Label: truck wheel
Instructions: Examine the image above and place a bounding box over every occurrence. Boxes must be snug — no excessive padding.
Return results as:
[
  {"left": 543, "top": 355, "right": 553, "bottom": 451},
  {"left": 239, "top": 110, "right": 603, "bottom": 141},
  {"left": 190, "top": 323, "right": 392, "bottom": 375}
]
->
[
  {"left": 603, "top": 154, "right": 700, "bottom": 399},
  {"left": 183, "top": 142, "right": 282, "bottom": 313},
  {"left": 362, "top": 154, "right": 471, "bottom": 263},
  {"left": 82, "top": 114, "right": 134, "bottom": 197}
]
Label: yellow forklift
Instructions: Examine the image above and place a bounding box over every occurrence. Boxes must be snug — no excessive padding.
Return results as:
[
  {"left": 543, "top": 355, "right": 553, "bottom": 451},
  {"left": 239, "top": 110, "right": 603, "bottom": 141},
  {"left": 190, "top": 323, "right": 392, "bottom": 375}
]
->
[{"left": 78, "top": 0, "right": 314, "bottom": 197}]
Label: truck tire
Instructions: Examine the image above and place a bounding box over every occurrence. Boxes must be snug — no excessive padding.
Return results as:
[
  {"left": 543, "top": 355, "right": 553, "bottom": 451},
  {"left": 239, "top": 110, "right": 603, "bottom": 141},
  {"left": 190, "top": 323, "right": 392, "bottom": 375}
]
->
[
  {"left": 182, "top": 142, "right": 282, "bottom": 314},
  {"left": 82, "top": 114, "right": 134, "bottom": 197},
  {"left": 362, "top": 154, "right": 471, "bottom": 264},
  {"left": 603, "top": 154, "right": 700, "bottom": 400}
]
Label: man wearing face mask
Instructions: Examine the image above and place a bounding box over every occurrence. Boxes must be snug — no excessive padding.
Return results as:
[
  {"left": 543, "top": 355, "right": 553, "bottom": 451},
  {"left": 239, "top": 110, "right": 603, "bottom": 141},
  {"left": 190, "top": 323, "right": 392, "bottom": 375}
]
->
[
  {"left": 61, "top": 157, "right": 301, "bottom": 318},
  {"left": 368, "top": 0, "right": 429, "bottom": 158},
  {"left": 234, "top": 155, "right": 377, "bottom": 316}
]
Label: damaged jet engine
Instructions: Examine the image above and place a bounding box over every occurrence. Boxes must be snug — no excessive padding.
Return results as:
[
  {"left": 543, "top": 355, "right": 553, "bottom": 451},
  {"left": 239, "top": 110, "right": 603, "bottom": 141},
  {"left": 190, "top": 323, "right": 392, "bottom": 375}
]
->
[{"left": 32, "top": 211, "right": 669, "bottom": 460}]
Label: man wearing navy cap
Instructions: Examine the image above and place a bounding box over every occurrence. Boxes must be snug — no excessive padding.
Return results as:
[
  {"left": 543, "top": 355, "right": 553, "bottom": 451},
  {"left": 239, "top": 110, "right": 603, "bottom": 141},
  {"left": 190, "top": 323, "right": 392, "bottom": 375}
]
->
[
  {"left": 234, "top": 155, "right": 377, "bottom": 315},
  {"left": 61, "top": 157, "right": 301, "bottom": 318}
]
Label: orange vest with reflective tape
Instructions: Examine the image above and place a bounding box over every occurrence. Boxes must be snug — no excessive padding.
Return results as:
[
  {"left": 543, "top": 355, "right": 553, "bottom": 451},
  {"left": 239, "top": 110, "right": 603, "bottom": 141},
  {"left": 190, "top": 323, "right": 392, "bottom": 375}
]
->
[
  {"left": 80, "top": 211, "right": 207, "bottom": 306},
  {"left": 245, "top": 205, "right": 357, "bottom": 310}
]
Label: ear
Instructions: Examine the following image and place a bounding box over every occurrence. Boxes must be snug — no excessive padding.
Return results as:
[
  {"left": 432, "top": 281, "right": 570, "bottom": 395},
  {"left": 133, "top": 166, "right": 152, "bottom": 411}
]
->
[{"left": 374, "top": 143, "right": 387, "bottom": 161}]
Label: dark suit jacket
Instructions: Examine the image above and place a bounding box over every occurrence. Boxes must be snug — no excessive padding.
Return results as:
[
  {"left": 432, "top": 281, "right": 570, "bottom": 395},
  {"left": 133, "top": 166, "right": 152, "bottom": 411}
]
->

Task brief » Print exactly the lines from the one with "Label: orange vest with reflective tape" through the end of the data, inclusive.

Final answer »
Label: orange vest with reflective tape
Instructions: Examine the image above and place a bounding box over every occurrence. Boxes must be snug — no excessive padding.
Return results as:
[
  {"left": 543, "top": 355, "right": 553, "bottom": 451},
  {"left": 239, "top": 110, "right": 603, "bottom": 141},
  {"left": 190, "top": 323, "right": 392, "bottom": 375}
]
->
[
  {"left": 80, "top": 211, "right": 207, "bottom": 306},
  {"left": 245, "top": 205, "right": 357, "bottom": 310}
]
Label: ear
Instructions: Examine the following image and place a bounding box over every occurrence. Boxes must be snug — no excessive padding.
Return results as:
[
  {"left": 432, "top": 281, "right": 570, "bottom": 395},
  {"left": 133, "top": 166, "right": 152, "bottom": 411}
]
->
[{"left": 374, "top": 143, "right": 387, "bottom": 161}]
Label: dark suit jacket
Instructions: Examine the image above and place a bounding box over every occurrence. Boxes must be snug — no excessive padding.
Return results as:
[
  {"left": 432, "top": 281, "right": 570, "bottom": 395},
  {"left": 133, "top": 166, "right": 152, "bottom": 411}
]
->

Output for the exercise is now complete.